*REQUIRED TASK 1*. Extract the full passage below about Lucius Caecilius Metellus Denter, reproducing it word for word.

*QUOTED TEXT*.

>>>>

Lucius Caecilius Metellus Denter was consul in 284 BC, and praetor the year after.  In this capacity, he fell in the war against the Senones and was succeeded by Manius Curius Dentatus.

Fischer, in his Römische Zeittafeln, has him as praetor and also dying in 285 BC, and in the year following he has him again as consul. Wilhelm Drumann denies the identity of the consul and the praetor, on the ground that it was not customary for a person to hold the praetorship the year after his consulship; but examples of such a mode of proceeding do occur, so Drumann's objection fails.

Denter may have been the father of Lucius Caecilius Metellus, consul in 251 and 247 BC. The latter's filiation is given as "L. f. C. n.", the son of Lucius and grandson of Gaius. In this case, Denter's father would have been Gaius Caecilius Metellus. An alternative hypothesis makes him the son or nephew of a Quintus Caecilius, supposedly tribune of the plebs in 316 BC. No corresponding individual appears in The Magistrates of the Roman Republic, or in the Dictionary of Greek and Roman Biography and Mythology.

<<<<

[Named object pointing entries]
>>>>

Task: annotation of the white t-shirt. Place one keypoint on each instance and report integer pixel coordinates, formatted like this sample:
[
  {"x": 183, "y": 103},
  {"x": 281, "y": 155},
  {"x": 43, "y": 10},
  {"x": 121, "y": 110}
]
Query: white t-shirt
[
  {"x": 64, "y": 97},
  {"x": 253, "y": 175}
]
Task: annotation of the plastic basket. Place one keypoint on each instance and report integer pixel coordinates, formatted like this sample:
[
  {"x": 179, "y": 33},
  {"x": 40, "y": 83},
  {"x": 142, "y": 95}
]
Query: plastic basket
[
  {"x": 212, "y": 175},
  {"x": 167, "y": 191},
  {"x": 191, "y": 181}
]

<<<<

*REQUIRED TASK 2*. Copy the named object pointing entries above verbatim, every line from first to last.

*EXPECTED OUTPUT 1*.
Lucius Caecilius Metellus Denter was consul in 284 BC, and praetor the year after.  In this capacity, he fell in the war against the Senones and was succeeded by Manius Curius Dentatus.

Fischer, in his Römische Zeittafeln, has him as praetor and also dying in 285 BC, and in the year following he has him again as consul. Wilhelm Drumann denies the identity of the consul and the praetor, on the ground that it was not customary for a person to hold the praetorship the year after his consulship; but examples of such a mode of proceeding do occur, so Drumann's objection fails.

Denter may have been the father of Lucius Caecilius Metellus, consul in 251 and 247 BC. The latter's filiation is given as "L. f. C. n.", the son of Lucius and grandson of Gaius. In this case, Denter's father would have been Gaius Caecilius Metellus. An alternative hypothesis makes him the son or nephew of a Quintus Caecilius, supposedly tribune of the plebs in 316 BC. No corresponding individual appears in The Magistrates of the Roman Republic, or in the Dictionary of Greek and Roman Biography and Mythology.

*EXPECTED OUTPUT 2*.
Task: annotation of the white t-shirt. Place one keypoint on each instance and report integer pixel coordinates, formatted like this sample:
[
  {"x": 183, "y": 103},
  {"x": 281, "y": 155},
  {"x": 43, "y": 10},
  {"x": 121, "y": 110}
]
Query: white t-shirt
[
  {"x": 64, "y": 97},
  {"x": 253, "y": 175}
]
Task: annotation of the plastic basket. Place one keypoint on each instance and report integer pixel coordinates, formatted like this sample:
[
  {"x": 179, "y": 33},
  {"x": 40, "y": 83},
  {"x": 142, "y": 95}
]
Query: plastic basket
[
  {"x": 212, "y": 175},
  {"x": 167, "y": 191},
  {"x": 191, "y": 181}
]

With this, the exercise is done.